■ Required work: In the material below, tally the lines that include the string "grassy", then write down only the total.

■ Recorded information:
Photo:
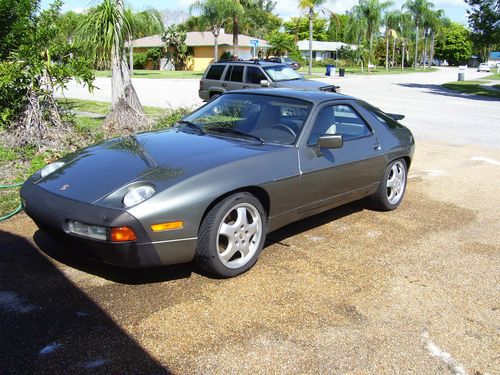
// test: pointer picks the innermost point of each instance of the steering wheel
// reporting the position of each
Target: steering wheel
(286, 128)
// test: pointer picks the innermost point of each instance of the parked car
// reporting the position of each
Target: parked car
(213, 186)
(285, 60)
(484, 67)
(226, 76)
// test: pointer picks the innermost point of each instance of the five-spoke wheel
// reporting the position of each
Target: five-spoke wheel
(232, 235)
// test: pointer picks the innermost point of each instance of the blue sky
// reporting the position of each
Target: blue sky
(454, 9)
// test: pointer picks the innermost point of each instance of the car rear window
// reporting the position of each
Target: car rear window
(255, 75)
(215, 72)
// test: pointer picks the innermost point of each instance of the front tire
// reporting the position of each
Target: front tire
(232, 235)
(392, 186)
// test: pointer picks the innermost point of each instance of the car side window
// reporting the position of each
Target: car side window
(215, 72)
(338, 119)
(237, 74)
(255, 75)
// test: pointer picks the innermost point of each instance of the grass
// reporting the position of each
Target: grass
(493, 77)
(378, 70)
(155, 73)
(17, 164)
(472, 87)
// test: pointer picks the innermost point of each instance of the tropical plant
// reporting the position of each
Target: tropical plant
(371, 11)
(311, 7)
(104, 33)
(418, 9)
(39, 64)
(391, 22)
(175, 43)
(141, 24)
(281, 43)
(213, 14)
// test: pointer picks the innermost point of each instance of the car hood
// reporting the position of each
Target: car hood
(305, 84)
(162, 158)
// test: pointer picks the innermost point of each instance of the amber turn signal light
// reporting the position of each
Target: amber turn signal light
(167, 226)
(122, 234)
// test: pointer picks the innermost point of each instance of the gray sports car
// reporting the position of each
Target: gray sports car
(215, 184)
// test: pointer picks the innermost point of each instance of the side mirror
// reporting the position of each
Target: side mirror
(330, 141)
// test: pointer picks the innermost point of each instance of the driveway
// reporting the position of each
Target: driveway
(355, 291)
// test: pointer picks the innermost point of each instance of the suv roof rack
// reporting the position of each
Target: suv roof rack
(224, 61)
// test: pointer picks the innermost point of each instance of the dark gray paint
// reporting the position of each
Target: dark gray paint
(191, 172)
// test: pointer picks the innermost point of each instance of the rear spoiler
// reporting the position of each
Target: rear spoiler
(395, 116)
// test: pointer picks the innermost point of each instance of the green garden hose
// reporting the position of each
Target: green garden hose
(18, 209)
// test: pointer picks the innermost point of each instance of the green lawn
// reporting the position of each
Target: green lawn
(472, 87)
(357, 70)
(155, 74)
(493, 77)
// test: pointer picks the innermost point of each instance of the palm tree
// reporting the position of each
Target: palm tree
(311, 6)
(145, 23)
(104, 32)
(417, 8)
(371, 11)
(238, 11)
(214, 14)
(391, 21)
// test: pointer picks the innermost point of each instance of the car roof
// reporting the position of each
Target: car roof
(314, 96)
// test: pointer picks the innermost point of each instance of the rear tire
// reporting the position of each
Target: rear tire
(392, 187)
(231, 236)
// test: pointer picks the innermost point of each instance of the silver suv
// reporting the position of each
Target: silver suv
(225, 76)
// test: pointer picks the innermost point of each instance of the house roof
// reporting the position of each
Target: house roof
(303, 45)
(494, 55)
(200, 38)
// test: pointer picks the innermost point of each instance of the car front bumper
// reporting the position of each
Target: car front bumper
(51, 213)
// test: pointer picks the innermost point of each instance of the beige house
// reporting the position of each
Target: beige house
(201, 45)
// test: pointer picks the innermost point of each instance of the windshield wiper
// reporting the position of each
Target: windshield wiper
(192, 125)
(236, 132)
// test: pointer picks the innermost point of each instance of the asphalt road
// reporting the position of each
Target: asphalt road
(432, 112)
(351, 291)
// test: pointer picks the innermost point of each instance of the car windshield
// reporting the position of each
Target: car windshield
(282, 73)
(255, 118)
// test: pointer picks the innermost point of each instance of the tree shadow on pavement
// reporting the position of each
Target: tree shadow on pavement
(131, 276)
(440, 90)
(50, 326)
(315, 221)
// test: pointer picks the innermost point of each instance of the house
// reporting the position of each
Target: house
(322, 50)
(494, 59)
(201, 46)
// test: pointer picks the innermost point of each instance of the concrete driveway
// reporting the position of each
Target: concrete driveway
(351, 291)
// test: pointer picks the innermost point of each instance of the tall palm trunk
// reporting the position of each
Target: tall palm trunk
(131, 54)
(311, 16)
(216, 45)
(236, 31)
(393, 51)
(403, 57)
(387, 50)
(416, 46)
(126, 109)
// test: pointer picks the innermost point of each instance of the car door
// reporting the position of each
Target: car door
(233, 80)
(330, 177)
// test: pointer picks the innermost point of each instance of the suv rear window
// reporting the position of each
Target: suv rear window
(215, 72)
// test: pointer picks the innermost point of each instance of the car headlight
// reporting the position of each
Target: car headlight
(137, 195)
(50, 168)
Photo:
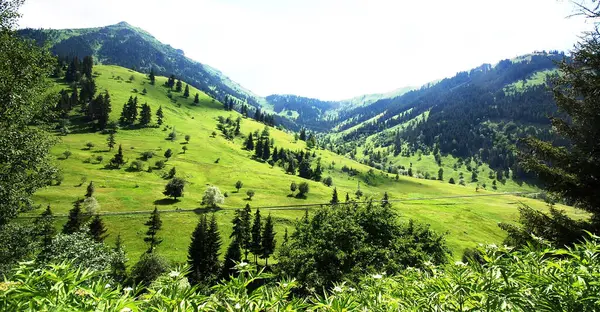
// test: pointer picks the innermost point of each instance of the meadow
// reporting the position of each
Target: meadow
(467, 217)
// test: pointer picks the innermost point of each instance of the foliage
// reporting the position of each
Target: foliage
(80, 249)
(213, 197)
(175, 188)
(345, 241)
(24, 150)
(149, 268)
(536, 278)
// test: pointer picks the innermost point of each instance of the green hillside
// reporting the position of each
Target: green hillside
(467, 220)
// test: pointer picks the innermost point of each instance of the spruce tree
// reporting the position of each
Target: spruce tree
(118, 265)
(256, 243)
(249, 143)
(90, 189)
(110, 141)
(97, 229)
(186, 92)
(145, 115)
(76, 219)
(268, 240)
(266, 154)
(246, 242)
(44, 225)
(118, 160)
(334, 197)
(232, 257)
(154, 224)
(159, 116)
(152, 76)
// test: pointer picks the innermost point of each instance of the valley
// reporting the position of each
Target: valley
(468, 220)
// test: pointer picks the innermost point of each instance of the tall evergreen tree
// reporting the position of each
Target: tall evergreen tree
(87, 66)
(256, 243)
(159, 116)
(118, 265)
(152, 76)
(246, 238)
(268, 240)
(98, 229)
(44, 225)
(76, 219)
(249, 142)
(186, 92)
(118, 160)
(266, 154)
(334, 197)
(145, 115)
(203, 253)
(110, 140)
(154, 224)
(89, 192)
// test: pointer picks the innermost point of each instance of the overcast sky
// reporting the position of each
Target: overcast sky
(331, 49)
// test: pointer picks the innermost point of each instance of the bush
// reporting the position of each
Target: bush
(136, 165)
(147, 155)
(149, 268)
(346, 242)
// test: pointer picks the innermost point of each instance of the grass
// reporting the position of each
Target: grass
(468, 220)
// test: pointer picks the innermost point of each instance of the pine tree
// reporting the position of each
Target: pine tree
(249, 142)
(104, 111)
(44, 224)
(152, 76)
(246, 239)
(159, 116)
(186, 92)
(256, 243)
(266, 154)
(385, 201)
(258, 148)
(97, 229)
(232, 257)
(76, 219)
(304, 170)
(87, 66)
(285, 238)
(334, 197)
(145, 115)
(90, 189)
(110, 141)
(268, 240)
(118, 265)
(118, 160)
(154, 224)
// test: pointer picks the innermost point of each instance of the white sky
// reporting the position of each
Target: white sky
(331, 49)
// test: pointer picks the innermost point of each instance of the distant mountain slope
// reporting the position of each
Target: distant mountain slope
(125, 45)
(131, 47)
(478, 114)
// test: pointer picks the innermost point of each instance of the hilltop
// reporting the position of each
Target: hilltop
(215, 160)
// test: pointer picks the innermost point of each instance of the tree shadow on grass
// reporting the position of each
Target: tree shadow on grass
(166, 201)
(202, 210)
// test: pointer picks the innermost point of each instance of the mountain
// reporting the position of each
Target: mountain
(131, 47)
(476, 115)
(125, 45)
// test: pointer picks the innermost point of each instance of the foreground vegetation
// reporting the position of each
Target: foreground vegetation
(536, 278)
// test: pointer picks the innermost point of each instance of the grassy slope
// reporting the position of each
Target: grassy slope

■ Exercise answer: 2